Supplied text:
═══
# Homework Help: Solving Polynomials

1. Jan 20, 2007

### DieCommie

1. The problem statement, all variables and given/known data
Solve the following equations in terms of complex numbers without a calculator.

d) x^3-x^2-x-2=0

e) x^4-2x^3+3x^2-2x+2=0

2. Relevant equations
?

3. The attempt at a solution
I dont know where to begin.

I dont think I was taught this in college algebra unfortunatly. I know there is some god awful formula that will allow me to solve d), but something tells me thats not what the teacher has in mind. I have no clue where to even begin solving e).

I know Im supposed to make an attempt, all I have done on paper so far is factor out x and rearrange things.

Any hints would be appreciated, thx

2. Jan 20, 2007

### Hurkyl

Staff Emeritus
(d) should be easy. Do you know any interesting theorems about roots of polynomials? There are 4 things you should try immediately, and one of them works.

(e) is an exercise in factoring. That polynomial can be factored. Can you show that it has no (rational) linear factors? If it has no linear factors, then what sort of factors must it have? And what must they look like?

3. Jan 20, 2007

### DieCommie

d)I know (or I think) that the number of solutions equals the degree of the polynomial. So I expect three solutions. Four things I could try? I could try the formula... I could try to factor it by trial and error. I could guess some values of x and plug them in which may lead me to the correct answer, or tell me the ballpark.

e)"Can I show that it has no linear factors?" No, I cannot. How would I show that? Maybe try to factor out a (x+a) and see how that works?

"If it has no linear factors, then what sort of factors must it have? And what must they look like?" Well, assuming it has no linear factors, then the factors would have to be of the form (x+a)^n where n>1?

4. Jan 20, 2007

### Hurkyl

Staff Emeritus
There is a theorem which, when applied to this particular polynomial, gives you a list of exactly four things that are worth guessing....

If (x+a)^n was a factor, then (x+a) is a factor, so your polynomial would have a linear factor.

5. Jan 20, 2007

### HallsofIvy

Hurkyl is talking about the "rational root theorem": If x= m/n, with m and n integers with no common factor, is a rational number solution to $a_nx^n+ ...+ a_0= 0$ where all coefficients are integers, then m must divide $a_0$ and n must divide $a_n$. In your case, $a_n$= 1 and $a_0= 2$. There are exactly 2 integers that divide 1 and 4 integers that divide 2 and it turns out there are exactly 4 possible values for m/n. Try them.

No one is saying that all those are roots. In fact, it is quite possible that a polynomial equation has no rational roots but it is worth trying. While there exist formula for solving general cubic and quartic equations, they are so complicated, it is much better searching for rational roots. Of course, if you can find a root m/n, dividing the polynomial by x- m/n reduces the degree. Perhaps you can find enough to reduce the problems to quadratic equations which you can then solve with the quadratic formula.

As for your question about "linear factors", EVERY polynomial can be factored into linear or quadratic factors that cannot be further factored. The quadratic x2- 1 can be factored into (x- 1)(x+ 1) so that x2- 1= 0 has roots 1 and -1. An example of a quadratic factor that cannot be further factored is x2+ 1. What does that tell you about the roots of x2+ 1= 0?

Last edited by a moderator: Jan 20, 2007
6. Jan 21, 2007

### DieCommie

I have never heard of "rational root theorem". Im also a little confused as to what the term "m" is.

I am going to go ahead and use the formulas to solve these:yuck:

7. Jan 21, 2007

### matt grime

Don't. Try to work through it with what was written above.

You can prove the rational root theorem for yourself: it is straight forward. You suppose there is a rational root, and call it n/m with n and m integers with no common factors. This gives you easy relations between m and n.

If you don't like that then the first thing you should try to do when given some polynomial is just plug in 0,1,2,-1, and -2. They're not trying to make you work very hard.

8. Jan 21, 2007

### Gib Z

Your actually going to use the forumulaes? You have gone insane. The equations are massively long, and theres 3 seperate ones to solve for the cubic. Even longer, and 4 to solve for the quartic. You must be really scared of this theorem...
═══
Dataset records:
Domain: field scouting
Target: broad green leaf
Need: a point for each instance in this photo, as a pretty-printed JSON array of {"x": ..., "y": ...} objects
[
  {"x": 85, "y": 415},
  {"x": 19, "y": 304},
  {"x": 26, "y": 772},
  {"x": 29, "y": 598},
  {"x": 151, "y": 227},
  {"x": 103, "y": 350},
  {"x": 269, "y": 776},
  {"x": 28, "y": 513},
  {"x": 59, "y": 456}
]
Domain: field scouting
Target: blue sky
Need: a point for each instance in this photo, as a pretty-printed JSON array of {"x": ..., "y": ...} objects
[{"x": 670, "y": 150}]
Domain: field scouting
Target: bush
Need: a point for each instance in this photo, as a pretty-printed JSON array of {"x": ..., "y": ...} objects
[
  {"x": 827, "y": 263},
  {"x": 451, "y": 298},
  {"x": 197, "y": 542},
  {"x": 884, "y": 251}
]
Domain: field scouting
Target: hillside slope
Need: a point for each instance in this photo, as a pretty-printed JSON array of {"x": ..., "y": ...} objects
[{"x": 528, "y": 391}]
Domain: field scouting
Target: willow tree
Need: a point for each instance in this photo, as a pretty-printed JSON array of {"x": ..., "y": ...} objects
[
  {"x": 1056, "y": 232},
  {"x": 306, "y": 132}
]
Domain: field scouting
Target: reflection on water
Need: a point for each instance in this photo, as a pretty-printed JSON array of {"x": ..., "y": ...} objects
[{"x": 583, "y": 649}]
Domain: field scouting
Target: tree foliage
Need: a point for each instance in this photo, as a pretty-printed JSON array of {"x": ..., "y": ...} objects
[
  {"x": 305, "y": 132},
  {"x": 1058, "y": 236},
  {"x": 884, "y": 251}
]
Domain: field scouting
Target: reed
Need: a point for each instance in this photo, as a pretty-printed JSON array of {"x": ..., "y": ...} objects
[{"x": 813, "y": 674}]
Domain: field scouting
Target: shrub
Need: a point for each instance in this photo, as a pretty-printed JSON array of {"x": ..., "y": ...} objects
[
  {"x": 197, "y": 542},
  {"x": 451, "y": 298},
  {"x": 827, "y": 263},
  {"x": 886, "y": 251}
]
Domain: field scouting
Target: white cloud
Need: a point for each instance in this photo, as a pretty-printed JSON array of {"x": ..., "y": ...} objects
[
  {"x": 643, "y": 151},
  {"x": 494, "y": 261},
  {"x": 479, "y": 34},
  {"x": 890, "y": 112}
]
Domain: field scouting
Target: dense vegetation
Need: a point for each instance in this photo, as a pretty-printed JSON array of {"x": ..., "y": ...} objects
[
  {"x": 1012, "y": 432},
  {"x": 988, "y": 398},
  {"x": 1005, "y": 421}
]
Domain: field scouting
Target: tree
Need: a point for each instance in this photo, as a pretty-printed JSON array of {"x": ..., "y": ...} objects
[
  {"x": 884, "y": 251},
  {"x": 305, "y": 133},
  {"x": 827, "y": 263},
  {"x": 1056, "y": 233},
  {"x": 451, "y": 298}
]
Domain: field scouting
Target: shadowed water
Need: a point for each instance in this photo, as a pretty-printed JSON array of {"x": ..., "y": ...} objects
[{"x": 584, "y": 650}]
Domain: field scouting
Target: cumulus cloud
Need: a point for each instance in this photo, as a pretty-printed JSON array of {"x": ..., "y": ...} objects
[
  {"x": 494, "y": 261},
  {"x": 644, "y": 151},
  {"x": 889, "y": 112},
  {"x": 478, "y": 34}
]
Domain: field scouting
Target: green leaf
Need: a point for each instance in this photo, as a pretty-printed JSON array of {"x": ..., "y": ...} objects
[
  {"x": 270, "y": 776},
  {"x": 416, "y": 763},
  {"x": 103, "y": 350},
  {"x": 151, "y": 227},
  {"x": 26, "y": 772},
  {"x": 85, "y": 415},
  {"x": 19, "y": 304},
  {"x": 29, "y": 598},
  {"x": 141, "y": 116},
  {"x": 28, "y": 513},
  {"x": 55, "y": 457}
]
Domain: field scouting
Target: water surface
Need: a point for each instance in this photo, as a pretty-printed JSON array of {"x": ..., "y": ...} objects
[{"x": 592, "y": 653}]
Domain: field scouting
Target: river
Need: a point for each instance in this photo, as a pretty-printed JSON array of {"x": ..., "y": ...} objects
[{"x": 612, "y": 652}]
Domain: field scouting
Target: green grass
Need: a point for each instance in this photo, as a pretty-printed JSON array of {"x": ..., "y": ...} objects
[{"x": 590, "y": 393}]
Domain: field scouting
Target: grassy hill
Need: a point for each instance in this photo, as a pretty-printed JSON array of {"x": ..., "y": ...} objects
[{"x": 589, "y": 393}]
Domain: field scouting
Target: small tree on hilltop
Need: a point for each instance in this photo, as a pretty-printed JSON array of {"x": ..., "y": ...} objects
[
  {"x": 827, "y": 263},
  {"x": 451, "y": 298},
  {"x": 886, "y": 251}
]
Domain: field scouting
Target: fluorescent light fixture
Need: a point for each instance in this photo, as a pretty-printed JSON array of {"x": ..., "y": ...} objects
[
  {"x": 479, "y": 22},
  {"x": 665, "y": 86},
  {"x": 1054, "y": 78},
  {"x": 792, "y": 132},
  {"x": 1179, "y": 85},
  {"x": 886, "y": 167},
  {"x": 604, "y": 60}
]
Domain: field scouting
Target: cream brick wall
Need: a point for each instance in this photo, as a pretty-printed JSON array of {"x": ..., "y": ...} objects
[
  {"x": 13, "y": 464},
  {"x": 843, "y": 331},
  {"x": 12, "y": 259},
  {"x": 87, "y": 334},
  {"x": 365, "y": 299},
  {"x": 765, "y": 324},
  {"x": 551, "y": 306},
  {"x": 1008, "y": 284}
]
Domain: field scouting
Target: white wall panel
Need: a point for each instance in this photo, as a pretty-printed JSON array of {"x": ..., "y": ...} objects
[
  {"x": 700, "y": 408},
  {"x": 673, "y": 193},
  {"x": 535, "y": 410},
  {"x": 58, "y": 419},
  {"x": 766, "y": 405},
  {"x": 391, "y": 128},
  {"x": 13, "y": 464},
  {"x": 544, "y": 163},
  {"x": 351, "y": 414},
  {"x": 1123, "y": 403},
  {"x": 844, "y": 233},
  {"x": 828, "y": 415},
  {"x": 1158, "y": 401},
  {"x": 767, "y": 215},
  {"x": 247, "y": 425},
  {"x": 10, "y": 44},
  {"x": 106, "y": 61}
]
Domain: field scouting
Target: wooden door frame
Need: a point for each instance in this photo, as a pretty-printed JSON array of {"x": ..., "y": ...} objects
═══
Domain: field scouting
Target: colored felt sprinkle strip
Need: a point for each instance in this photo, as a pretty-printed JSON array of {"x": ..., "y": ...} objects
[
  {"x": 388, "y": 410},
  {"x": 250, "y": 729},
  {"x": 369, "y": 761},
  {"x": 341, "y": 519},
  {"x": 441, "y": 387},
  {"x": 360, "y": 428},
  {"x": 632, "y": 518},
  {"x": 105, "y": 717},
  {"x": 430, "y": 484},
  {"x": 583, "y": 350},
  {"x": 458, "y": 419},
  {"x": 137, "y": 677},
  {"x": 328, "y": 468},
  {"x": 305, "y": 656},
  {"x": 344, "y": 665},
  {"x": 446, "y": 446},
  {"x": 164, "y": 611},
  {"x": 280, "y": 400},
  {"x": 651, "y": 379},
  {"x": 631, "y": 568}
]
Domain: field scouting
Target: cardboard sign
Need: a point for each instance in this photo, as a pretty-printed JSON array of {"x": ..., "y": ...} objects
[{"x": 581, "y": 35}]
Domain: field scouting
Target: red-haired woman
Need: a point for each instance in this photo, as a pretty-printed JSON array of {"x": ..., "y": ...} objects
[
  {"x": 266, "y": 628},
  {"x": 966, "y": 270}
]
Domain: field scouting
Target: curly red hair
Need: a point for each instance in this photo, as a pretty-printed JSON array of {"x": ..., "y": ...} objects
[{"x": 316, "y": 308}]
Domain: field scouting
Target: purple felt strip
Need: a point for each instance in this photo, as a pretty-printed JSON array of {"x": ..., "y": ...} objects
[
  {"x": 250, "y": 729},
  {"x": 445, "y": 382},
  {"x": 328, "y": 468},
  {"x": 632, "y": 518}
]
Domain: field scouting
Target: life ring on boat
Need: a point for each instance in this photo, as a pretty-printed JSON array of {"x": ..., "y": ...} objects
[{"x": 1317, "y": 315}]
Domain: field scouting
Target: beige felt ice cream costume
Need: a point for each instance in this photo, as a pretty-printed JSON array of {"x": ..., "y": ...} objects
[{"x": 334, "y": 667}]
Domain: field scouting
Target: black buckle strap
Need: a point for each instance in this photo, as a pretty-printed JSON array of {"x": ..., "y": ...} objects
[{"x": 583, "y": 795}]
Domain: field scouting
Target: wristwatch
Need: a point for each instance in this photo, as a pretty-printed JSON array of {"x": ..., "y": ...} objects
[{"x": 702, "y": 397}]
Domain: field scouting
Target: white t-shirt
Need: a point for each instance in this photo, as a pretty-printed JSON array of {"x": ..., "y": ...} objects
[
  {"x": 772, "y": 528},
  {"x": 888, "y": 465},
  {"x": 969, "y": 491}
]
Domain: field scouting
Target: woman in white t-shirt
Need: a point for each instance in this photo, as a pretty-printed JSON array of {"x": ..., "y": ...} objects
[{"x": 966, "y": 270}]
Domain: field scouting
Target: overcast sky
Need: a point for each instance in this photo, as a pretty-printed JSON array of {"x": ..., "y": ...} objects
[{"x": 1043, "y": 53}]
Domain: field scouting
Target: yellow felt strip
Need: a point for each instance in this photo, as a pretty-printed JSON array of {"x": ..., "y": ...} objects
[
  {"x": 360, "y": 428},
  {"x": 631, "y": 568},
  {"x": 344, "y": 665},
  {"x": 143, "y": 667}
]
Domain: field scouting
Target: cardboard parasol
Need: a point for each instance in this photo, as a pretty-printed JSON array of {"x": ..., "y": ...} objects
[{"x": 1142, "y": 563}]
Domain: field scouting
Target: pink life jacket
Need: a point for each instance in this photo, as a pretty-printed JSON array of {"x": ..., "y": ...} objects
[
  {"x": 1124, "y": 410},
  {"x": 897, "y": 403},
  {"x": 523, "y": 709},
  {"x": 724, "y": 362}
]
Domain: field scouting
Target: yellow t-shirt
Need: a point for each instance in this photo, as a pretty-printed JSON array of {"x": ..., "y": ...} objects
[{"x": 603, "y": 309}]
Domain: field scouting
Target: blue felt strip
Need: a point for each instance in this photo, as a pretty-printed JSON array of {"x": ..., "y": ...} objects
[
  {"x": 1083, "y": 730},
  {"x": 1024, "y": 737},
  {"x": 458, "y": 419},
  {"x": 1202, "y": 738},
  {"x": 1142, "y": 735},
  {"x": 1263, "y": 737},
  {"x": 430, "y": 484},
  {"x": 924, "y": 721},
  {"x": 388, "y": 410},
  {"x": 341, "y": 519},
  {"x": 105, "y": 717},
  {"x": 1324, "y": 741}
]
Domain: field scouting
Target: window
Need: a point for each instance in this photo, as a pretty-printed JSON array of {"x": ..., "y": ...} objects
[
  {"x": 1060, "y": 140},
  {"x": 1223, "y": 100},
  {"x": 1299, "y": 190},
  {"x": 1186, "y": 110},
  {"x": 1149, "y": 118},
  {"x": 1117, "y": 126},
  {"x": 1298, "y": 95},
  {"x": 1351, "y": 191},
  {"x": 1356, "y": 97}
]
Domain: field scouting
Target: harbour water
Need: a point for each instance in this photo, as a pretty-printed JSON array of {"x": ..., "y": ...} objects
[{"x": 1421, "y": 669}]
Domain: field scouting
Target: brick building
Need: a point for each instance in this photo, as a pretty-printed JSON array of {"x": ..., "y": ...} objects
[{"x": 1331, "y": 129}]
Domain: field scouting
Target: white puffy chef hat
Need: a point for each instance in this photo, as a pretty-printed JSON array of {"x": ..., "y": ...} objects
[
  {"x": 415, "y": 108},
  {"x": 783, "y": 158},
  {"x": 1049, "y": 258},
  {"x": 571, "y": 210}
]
═══
Written tasks:
[A] In the polynomial thread, what values does matt grime say to plug in first when given a polynomial?
[B] Please return the passage of the polynomial thread that begins with the words "e) x^4-2x^3+3x^2-2x+2=0" and ends with "and rearrange things.", copied without any change.
You will not need the entries.

Solution list:
[A] 0, 1, 2, -1, and -2

[B]
e) x^4-2x^3+3x^2-2x+2=0

2. Relevant equations
?

3. The attempt at a solution
I dont know where to begin.

I dont think I was taught this in college algebra unfortunatly. I know there is some god awful formula that will allow me to solve d), but something tells me thats not what the teacher has in mind. I have no clue where to even begin solving e).

I know Im supposed to make an attempt, all I have done on paper so far is factor out x and rearrange things.